* _PROBLEM TO SOLVE_
Output the lines of the entries below beginning at the one with "the wet pavement" and ending with the last, exactly as written and without pictures.

Entries from a dataset:
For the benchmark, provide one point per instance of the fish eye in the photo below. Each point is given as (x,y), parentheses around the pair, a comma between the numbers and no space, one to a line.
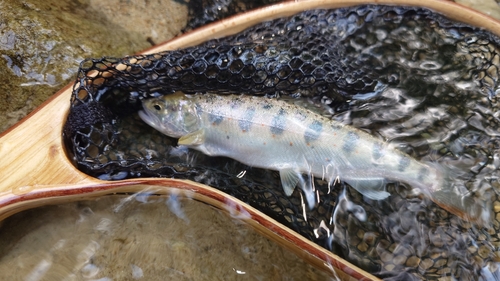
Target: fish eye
(157,107)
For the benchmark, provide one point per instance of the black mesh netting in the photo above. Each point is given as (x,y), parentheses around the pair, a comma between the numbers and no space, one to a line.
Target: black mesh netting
(202,12)
(331,57)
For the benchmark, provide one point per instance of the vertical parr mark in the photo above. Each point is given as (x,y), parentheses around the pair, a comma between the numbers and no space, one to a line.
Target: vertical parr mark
(350,142)
(215,118)
(404,162)
(279,122)
(313,131)
(246,122)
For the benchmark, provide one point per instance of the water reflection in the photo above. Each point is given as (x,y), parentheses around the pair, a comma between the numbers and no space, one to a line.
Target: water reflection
(141,237)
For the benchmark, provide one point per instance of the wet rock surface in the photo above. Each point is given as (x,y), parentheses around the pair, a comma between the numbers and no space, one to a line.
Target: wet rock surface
(43,42)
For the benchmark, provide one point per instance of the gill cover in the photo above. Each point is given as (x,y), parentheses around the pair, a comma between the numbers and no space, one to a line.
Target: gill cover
(174,115)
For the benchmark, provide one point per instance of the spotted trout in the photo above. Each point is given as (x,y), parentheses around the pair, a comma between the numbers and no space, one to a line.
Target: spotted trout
(273,134)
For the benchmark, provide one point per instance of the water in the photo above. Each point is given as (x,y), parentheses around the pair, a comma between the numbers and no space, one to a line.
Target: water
(141,237)
(435,98)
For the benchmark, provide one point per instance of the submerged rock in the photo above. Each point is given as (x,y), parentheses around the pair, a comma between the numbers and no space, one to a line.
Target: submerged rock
(42,43)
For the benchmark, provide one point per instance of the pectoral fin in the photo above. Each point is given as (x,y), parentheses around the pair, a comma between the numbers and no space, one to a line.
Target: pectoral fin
(289,179)
(372,188)
(192,139)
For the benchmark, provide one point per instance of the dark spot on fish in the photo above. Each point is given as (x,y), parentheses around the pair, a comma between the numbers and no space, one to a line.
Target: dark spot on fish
(422,173)
(404,162)
(215,119)
(279,122)
(246,122)
(350,142)
(377,151)
(299,115)
(267,106)
(336,127)
(313,131)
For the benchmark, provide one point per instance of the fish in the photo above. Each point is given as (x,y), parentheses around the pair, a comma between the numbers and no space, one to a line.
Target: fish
(272,134)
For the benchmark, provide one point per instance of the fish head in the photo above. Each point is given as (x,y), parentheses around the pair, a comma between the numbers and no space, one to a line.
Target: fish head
(173,115)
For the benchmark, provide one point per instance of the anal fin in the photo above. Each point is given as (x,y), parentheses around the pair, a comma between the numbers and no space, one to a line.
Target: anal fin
(289,180)
(192,139)
(372,188)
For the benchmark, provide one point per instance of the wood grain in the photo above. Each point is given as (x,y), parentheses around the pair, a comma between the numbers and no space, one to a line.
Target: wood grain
(35,170)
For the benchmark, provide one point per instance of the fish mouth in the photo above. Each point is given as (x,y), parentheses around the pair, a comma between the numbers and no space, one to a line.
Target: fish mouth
(147,118)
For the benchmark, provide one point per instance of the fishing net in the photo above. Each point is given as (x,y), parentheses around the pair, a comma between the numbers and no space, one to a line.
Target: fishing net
(341,59)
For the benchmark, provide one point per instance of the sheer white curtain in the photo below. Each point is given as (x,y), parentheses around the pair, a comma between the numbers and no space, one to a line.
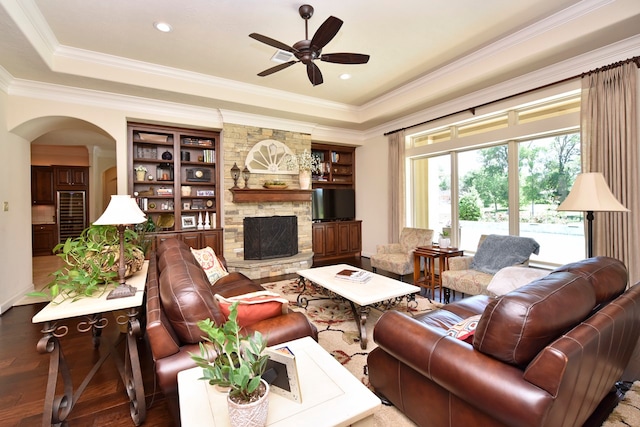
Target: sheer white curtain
(396,185)
(609,135)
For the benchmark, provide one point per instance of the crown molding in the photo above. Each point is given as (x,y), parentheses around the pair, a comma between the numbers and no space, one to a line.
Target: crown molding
(5,80)
(256,120)
(558,72)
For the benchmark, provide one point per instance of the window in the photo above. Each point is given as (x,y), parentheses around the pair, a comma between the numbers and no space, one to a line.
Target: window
(504,173)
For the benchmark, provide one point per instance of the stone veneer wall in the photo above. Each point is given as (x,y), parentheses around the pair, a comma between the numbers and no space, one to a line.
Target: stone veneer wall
(237,140)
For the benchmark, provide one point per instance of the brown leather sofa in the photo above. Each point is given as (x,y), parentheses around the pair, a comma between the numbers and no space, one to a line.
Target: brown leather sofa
(545,354)
(178,296)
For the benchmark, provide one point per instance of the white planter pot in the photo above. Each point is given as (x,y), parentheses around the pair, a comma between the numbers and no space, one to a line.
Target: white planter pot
(304,178)
(250,414)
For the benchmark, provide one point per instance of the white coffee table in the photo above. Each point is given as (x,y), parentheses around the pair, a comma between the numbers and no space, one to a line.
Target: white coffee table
(331,395)
(364,295)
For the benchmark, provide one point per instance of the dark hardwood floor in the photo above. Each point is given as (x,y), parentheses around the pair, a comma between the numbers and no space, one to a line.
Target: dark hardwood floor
(23,372)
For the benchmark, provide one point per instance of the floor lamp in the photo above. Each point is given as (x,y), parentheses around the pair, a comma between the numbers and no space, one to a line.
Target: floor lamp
(590,193)
(122,211)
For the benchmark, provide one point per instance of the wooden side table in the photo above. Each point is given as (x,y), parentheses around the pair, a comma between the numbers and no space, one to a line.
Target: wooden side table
(431,280)
(91,309)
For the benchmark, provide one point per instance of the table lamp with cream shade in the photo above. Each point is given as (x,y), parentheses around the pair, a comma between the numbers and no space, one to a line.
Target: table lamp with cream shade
(122,211)
(590,193)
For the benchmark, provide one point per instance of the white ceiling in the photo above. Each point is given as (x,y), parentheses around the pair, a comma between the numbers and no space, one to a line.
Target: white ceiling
(423,52)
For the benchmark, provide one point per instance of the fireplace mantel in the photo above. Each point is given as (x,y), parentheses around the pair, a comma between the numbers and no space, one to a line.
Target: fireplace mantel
(258,195)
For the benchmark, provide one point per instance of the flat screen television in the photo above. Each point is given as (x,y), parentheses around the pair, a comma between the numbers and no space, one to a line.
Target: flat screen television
(333,204)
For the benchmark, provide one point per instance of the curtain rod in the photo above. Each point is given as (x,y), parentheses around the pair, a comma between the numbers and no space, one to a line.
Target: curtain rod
(472,110)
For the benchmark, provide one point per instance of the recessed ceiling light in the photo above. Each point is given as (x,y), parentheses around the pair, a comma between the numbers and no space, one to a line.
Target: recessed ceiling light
(162,26)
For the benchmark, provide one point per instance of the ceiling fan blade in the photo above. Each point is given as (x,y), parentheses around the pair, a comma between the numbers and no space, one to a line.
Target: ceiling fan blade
(345,58)
(276,68)
(315,76)
(273,43)
(325,33)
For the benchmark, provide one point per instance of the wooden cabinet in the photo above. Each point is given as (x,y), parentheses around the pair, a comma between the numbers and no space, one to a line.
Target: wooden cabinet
(337,163)
(177,183)
(196,239)
(42,189)
(43,239)
(339,239)
(72,177)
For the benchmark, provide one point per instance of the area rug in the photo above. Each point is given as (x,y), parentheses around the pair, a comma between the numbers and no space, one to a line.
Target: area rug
(338,334)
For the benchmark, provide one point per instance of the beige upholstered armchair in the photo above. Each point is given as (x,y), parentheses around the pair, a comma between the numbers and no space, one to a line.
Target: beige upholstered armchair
(398,257)
(467,275)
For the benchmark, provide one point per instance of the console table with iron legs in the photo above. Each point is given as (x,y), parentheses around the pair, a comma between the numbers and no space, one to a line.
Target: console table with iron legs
(91,311)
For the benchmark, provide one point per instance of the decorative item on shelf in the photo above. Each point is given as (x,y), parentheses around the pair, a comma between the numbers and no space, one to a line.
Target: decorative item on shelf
(305,163)
(189,221)
(590,193)
(275,185)
(198,175)
(200,224)
(141,172)
(239,365)
(164,172)
(245,175)
(121,211)
(235,174)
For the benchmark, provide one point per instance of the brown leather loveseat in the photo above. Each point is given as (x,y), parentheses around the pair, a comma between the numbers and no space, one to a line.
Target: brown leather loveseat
(545,354)
(179,295)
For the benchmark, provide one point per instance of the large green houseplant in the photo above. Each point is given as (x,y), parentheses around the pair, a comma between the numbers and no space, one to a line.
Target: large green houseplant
(238,363)
(91,262)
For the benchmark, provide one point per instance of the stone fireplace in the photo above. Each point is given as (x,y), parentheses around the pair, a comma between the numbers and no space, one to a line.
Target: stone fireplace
(237,142)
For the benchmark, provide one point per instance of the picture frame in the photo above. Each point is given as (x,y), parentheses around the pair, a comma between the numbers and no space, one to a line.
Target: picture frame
(282,366)
(189,221)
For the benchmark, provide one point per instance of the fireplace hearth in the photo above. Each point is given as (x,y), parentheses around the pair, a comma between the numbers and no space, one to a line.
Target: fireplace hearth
(270,237)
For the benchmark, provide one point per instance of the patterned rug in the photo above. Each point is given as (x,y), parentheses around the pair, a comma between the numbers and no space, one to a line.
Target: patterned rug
(338,334)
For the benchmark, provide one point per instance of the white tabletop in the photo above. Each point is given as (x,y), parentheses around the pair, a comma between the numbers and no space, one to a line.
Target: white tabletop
(61,308)
(331,395)
(379,288)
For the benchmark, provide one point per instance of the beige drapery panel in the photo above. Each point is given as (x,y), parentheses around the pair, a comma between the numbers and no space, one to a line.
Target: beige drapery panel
(609,137)
(396,185)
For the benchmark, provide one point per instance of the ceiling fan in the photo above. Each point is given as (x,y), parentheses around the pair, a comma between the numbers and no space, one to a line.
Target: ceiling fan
(306,51)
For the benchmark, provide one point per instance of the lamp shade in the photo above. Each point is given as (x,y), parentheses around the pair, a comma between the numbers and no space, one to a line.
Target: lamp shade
(590,192)
(122,209)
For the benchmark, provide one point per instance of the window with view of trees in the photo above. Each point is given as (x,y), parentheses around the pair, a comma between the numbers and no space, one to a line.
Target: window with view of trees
(511,187)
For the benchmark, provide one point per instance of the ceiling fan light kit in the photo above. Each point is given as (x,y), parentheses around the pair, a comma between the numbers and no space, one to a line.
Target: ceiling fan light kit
(308,50)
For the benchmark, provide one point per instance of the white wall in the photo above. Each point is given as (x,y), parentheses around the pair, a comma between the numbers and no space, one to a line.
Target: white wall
(23,119)
(372,195)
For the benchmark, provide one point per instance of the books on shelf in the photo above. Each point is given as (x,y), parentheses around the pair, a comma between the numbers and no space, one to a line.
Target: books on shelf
(354,275)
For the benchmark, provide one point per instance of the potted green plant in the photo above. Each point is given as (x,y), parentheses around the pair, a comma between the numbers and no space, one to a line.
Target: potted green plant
(91,262)
(238,365)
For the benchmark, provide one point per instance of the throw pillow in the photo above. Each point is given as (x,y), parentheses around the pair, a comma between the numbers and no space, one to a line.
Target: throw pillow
(511,278)
(465,329)
(254,306)
(210,264)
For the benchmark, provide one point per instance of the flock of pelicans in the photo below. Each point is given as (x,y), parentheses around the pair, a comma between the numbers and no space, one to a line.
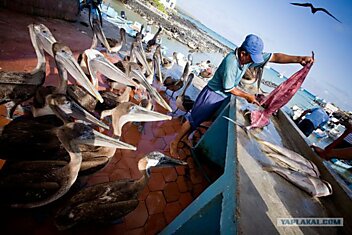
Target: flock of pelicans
(45,152)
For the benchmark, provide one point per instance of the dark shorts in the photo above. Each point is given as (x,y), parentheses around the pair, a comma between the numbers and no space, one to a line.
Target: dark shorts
(306,127)
(206,104)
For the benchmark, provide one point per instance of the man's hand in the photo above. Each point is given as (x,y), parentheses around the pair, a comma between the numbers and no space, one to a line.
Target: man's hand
(251,99)
(306,60)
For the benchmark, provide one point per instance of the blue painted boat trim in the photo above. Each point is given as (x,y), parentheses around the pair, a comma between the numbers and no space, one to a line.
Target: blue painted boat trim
(223,190)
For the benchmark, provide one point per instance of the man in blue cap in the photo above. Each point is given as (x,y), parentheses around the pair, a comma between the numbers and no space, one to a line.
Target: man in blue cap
(225,80)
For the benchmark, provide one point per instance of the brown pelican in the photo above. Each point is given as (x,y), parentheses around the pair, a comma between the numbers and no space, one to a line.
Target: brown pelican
(116,45)
(65,62)
(96,62)
(21,86)
(98,35)
(41,186)
(34,135)
(130,112)
(108,202)
(152,42)
(176,84)
(183,101)
(157,63)
(152,92)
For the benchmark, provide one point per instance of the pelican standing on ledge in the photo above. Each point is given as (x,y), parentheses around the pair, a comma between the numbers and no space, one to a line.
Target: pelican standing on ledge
(183,101)
(29,189)
(21,86)
(108,202)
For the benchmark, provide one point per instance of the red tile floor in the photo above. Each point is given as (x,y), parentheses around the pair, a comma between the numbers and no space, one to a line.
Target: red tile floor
(169,190)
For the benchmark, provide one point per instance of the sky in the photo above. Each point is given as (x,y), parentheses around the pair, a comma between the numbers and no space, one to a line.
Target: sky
(292,30)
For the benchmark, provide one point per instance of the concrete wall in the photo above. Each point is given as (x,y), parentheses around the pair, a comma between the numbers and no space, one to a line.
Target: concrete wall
(62,9)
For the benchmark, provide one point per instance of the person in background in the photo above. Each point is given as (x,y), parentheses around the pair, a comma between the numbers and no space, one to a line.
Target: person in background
(225,80)
(341,148)
(314,118)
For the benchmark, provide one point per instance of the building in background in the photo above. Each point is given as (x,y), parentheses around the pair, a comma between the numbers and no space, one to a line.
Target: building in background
(168,3)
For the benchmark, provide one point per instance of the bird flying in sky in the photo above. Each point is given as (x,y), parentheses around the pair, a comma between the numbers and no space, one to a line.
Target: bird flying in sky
(313,9)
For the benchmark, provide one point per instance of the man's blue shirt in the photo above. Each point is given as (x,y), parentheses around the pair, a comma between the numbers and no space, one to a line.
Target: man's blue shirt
(318,117)
(230,72)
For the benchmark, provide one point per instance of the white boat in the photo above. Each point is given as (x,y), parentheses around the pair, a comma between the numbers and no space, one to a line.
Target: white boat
(335,132)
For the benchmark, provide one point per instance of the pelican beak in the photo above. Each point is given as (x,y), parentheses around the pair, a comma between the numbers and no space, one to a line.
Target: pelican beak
(98,63)
(157,63)
(100,35)
(140,55)
(153,93)
(65,57)
(66,109)
(45,37)
(87,135)
(137,113)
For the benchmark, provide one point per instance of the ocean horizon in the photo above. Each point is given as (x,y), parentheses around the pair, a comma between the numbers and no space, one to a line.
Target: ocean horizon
(303,98)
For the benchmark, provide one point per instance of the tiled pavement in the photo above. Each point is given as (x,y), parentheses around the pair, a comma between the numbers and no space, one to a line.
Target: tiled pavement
(169,190)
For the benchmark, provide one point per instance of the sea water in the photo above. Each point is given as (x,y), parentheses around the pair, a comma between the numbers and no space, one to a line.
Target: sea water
(302,98)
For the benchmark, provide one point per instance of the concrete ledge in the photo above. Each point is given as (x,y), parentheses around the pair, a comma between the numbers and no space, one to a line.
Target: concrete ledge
(339,204)
(62,9)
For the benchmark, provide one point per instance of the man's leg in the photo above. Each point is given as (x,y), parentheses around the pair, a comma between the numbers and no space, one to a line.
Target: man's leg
(185,129)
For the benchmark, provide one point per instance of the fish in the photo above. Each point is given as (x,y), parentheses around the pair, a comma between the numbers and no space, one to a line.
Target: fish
(271,148)
(279,97)
(287,153)
(292,164)
(312,185)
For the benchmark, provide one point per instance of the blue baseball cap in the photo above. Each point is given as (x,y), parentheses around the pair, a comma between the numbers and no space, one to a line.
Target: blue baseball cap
(254,46)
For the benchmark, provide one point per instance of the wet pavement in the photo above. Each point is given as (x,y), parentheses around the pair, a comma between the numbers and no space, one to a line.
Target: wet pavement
(169,190)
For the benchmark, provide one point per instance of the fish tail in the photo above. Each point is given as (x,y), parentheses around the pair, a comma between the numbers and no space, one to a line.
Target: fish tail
(268,168)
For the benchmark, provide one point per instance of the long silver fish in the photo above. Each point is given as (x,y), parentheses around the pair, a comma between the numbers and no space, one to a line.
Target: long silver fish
(312,185)
(292,164)
(270,148)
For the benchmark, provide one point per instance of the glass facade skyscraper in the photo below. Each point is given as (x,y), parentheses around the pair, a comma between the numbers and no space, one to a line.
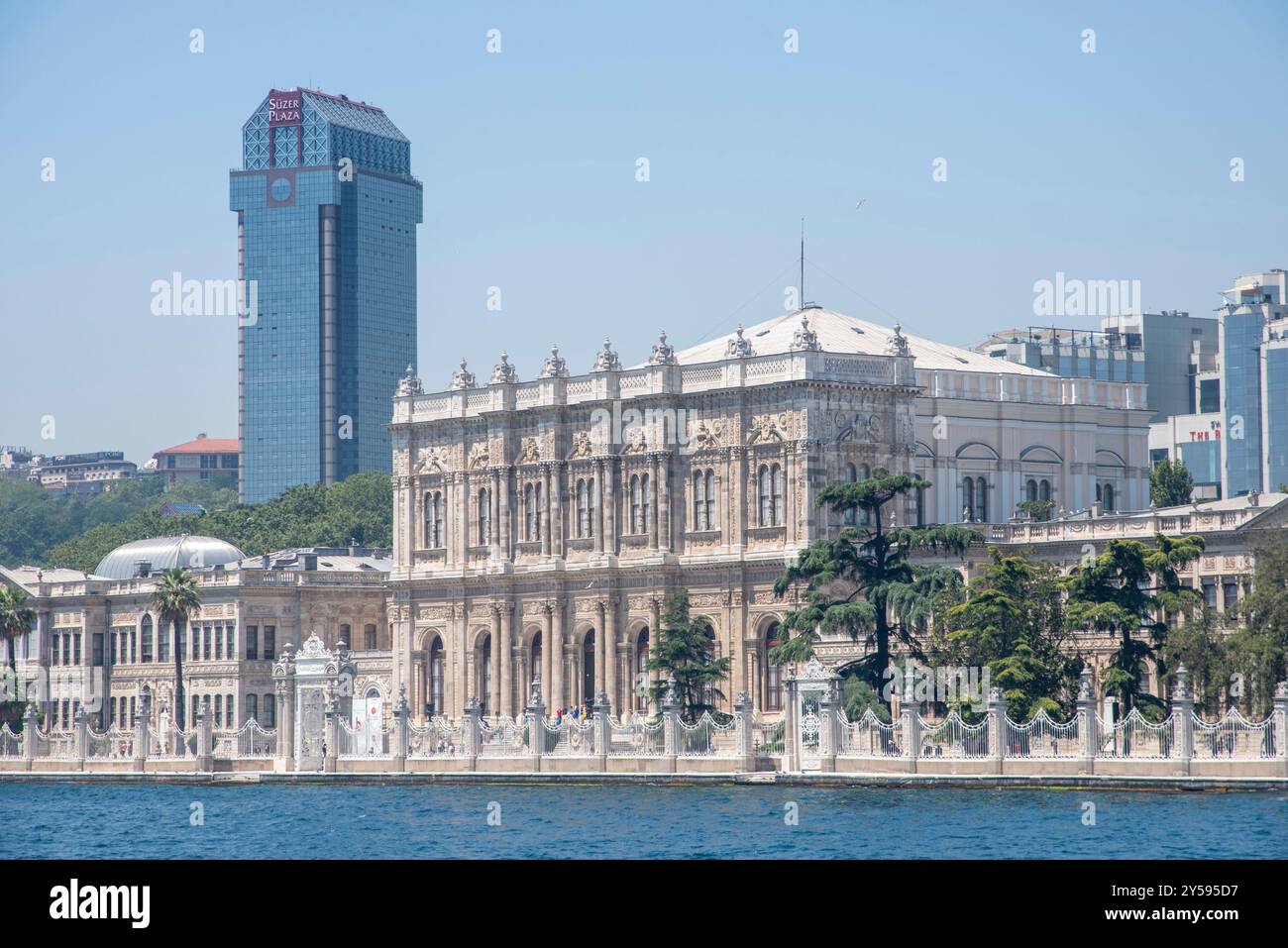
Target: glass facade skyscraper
(326,233)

* _CORRECT RESULT_
For the benchmark, provide one point per instance of the wet pavement in the photo above. Each point is given as (x,y), parentheses around the pair, a comma between the numbers and no space, one to a line.
Target: wet pavement
(169,190)
For the benchmark, provide one point per instance of the fish tail in the photo above. Each point is given as (x,y), parentheses around the pair, a comma between the numbers and no space, one to a line.
Target: fish tail
(268,168)
For the benchmark, provide one point per instance of the long silver fish in the photo above. Each point is given as (x,y), parentheses around the pair, a comma between the numbers and no space, one to a line.
Target: long silver fish
(312,185)
(292,164)
(270,148)
For the benchmark, provide one point per instance of the glass facade skyscraper in the photo below. Each point is given as (x,y), parentheses around the pair, a comma between the numbers and no space, one to a line.
Target: glass facade skyscraper
(326,233)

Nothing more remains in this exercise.